§ Exercise task: Could you give every line of the records below as a JSON list of strings, one string per line, with blank lines and the pictures left out?

§ Region labeling records:
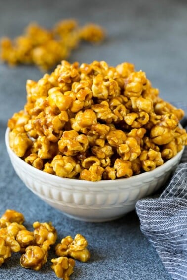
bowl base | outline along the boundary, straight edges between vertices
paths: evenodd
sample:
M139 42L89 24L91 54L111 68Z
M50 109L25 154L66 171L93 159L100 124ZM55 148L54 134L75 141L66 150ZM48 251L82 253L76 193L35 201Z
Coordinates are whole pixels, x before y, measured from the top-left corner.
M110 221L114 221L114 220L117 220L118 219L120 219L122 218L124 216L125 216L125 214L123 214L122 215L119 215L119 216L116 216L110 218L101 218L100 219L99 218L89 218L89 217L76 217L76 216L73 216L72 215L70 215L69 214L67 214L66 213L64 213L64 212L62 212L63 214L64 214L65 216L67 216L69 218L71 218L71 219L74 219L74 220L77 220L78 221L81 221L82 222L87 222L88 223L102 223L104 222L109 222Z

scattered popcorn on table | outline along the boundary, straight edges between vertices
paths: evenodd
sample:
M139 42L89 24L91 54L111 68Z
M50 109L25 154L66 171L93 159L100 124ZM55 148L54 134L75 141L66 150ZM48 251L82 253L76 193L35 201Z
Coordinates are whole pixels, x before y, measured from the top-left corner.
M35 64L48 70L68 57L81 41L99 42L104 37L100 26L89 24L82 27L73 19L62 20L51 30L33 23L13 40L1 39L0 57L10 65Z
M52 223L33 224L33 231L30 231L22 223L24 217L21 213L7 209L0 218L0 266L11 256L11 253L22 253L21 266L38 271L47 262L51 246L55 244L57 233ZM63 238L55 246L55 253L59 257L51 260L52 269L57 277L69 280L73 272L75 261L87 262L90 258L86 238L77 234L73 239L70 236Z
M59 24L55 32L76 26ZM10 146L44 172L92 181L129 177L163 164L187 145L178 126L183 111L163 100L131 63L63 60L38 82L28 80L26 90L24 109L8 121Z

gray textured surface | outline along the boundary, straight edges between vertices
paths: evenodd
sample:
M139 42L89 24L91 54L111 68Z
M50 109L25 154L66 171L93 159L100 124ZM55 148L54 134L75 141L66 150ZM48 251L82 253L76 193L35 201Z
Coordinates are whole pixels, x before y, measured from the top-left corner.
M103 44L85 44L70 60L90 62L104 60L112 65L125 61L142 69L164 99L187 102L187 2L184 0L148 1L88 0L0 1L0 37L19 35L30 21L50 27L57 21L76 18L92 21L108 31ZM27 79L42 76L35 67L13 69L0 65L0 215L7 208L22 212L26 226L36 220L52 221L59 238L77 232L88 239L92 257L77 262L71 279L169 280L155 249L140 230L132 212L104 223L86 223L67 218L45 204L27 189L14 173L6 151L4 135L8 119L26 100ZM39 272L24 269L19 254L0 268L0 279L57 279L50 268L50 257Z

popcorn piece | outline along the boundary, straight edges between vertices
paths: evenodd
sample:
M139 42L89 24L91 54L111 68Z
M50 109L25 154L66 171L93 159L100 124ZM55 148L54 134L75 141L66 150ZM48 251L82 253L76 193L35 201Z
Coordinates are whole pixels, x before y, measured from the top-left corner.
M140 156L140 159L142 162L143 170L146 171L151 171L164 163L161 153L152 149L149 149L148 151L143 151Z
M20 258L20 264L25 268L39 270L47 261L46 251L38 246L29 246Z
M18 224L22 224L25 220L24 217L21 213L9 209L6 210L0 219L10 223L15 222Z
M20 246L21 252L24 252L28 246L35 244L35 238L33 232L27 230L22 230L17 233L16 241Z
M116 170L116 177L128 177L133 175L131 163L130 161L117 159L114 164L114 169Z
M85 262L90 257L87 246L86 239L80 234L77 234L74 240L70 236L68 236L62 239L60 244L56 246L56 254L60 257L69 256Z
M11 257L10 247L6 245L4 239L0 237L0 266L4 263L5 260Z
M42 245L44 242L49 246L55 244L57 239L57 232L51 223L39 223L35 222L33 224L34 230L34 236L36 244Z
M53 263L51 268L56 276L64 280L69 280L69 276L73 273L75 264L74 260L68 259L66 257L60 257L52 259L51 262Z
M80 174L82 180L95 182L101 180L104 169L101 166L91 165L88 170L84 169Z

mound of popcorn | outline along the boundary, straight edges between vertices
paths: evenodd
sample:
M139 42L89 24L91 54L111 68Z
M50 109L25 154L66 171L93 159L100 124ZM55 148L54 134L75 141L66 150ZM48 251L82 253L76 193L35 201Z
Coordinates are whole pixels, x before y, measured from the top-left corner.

§ Reply to the task:
[
  "bowl base | outline along the boundary, straight edges between vertices",
  "paths: evenodd",
  "sample:",
  "M139 42L89 24L91 54L111 68Z",
  "M50 109L25 154L66 171L93 159L100 124ZM55 148L54 134L75 141L66 150ZM48 251L82 253L76 193L35 201Z",
  "Coordinates are whole pixels, x before y, measured from the top-left corner.",
  "M110 221L114 221L114 220L117 220L118 219L120 219L122 218L124 216L125 216L125 214L123 214L122 215L119 215L119 216L116 216L110 218L101 218L100 219L99 218L89 218L89 217L76 217L76 216L73 216L72 215L70 215L69 214L67 214L66 213L64 213L64 212L62 212L63 214L64 214L65 216L67 216L69 218L71 218L71 219L74 219L74 220L77 220L78 221L81 221L82 222L87 222L88 223L102 223L104 222L109 222Z",
  "scattered popcorn on table | outline along the boundary, straight edges between vertices",
  "paths: evenodd",
  "sample:",
  "M139 42L89 24L91 54L111 68Z",
  "M50 109L25 154L66 171L93 159L100 124ZM55 148L54 134L75 141L66 150ZM48 251L82 253L76 193L35 201Z",
  "Coordinates are whole pixels, x before y, measured from the top-left corner.",
  "M35 64L48 70L68 57L81 41L99 42L104 37L100 26L89 24L82 27L73 19L62 20L51 30L33 23L13 40L1 39L0 57L10 65Z",
  "M52 223L33 224L33 231L30 231L22 223L24 217L21 213L7 209L0 218L0 266L11 256L11 253L22 253L21 266L38 271L47 262L51 246L55 244L57 233ZM63 238L55 246L55 253L59 257L51 260L52 269L57 277L69 280L73 272L75 261L87 262L90 258L86 238L77 234L73 239L70 236Z",
  "M59 24L55 32L76 26ZM10 146L44 172L92 181L129 177L163 164L187 145L178 126L183 111L163 100L131 63L63 60L38 82L28 80L26 90L24 109L8 121Z",
  "gray textured surface | outline along the boundary, straight edges between vertices",
  "paths: evenodd",
  "sample:",
  "M139 42L89 24L91 54L111 68Z",
  "M50 109L25 154L66 171L93 159L100 124ZM55 148L54 134L75 141L66 150ZM48 251L82 253L76 193L35 201Z",
  "Coordinates are whole pixels, x before y, measured from the top-left corner.",
  "M103 44L85 44L70 60L90 62L104 60L112 65L125 61L142 69L164 99L187 102L187 2L184 0L148 1L88 0L0 1L0 37L19 35L30 21L50 27L57 21L76 18L92 21L108 31ZM27 79L42 76L35 67L13 69L0 65L0 215L7 208L22 212L26 226L36 220L52 221L59 238L77 232L88 239L92 257L77 262L71 279L169 280L155 249L140 230L132 212L104 223L86 223L67 218L45 204L27 189L14 173L6 151L4 135L8 119L26 100ZM39 272L24 269L19 254L0 268L0 279L57 279L50 268L50 257Z",
  "popcorn piece | outline along the boundary, straight edges between vertices",
  "paths: evenodd",
  "sample:",
  "M139 42L89 24L91 54L111 68Z",
  "M50 109L25 154L66 171L93 159L100 124ZM55 148L54 134L75 141L66 150ZM48 251L82 253L76 193L35 201Z",
  "Coordinates are whole pixels, x before y, measured from the top-left corner.",
  "M140 156L140 159L142 162L143 170L146 171L151 171L164 163L161 153L152 149L149 149L148 151L143 151Z",
  "M20 258L20 264L25 268L39 270L47 261L46 251L38 246L29 246Z",
  "M18 224L22 224L25 220L24 217L21 213L9 209L6 210L0 219L10 223L15 222Z",
  "M20 246L21 252L24 252L28 246L35 244L35 238L33 232L27 230L22 230L17 233L16 241Z",
  "M116 170L116 177L128 177L133 175L131 163L130 161L117 159L114 164L114 169Z",
  "M85 262L90 257L87 246L86 239L80 234L77 234L74 240L70 236L68 236L62 239L60 244L56 246L56 254L60 257L69 256Z",
  "M11 257L10 247L6 245L4 239L0 237L0 266L4 263L5 260Z",
  "M42 245L44 242L49 246L55 244L57 239L57 232L51 223L39 223L35 222L33 224L34 230L34 236L36 244Z",
  "M53 263L51 268L56 276L64 280L69 280L69 276L73 273L75 264L74 260L68 259L66 257L60 257L52 259L51 262Z",
  "M80 174L82 180L95 182L101 180L104 169L101 166L91 165L88 170L84 169Z",
  "mound of popcorn | outline along the boundary, straight edges between vertices",
  "paths: evenodd",
  "sample:",
  "M139 42L89 24L91 54L111 68Z",
  "M50 109L25 154L66 171L93 159L100 124ZM55 148L54 134L75 141L66 150ZM48 251L82 253L76 193L35 201Z",
  "Coordinates are whole pixels, x before y, measured from the top-left corner."
]